WHAT YOU ARE ASKED TO DO. Reproduce each of the following records verbatim, character for character, covering every record from first to last.

______________________________

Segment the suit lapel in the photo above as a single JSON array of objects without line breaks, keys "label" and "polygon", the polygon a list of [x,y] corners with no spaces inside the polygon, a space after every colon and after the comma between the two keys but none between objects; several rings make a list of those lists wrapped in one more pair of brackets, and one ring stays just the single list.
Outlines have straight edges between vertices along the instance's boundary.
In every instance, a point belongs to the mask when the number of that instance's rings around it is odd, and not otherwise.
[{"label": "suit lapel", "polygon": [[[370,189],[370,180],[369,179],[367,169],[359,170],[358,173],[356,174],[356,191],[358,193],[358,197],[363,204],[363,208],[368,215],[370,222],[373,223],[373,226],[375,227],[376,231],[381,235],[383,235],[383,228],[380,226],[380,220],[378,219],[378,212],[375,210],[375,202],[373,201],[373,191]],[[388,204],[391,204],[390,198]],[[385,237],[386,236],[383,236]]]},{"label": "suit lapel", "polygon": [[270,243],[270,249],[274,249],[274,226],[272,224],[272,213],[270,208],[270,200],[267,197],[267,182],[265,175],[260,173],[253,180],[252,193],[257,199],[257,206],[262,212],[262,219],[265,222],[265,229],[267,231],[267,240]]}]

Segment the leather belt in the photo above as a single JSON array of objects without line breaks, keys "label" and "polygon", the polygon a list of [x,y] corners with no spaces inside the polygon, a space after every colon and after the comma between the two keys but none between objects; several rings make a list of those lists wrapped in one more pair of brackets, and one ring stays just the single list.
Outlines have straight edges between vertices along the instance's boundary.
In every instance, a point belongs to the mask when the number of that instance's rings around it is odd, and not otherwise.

______________________________

RESULT OF THIS TASK.
Segment the suit lapel in the photo above as a single JSON array of objects without line breaks, keys "label" and "polygon", the polygon a list of [x,y] corners with no spaces inside the polygon, a space after every colon and after the comma between the two keys but none between objects; several rings make a list of those lists wrapped in one more pair of brackets, and one ring stays just the single list.
Outlines have straight edges between vertices along the instance's boundary.
In every instance, a point belongs to the mask when the number of that instance's rings around it is odd, and not otherwise.
[{"label": "suit lapel", "polygon": [[[370,189],[370,180],[369,179],[367,169],[359,170],[358,173],[356,174],[356,191],[358,193],[358,197],[363,204],[363,208],[368,215],[370,222],[373,223],[373,226],[375,227],[376,231],[381,235],[383,235],[383,228],[380,226],[380,220],[378,219],[378,212],[375,210],[375,202],[373,201],[373,191]],[[388,204],[391,204],[390,198]],[[385,237],[386,236],[383,236]]]},{"label": "suit lapel", "polygon": [[270,243],[270,249],[274,249],[274,226],[272,224],[272,213],[270,208],[270,200],[267,197],[267,182],[265,175],[260,173],[253,180],[252,193],[257,199],[257,206],[262,212],[262,219],[265,222],[265,229],[267,231],[267,240]]}]

Segment the leather belt in the photo above as a single JSON array of objects without line breaks, keys "label" and "polygon", the polygon a list of [x,y] corners with no spaces inside the polygon, a space after every colon and after the comma between the two keys but none between objects; several rings make a list of those lists wrapped in one more pair of brackets, and one ring stays just the single list.
Outlines have straight edges between vertices along the instance's boundary.
In every instance, a point belongs to the mask when the number of that instance's rings around it is odd, and not otherwise.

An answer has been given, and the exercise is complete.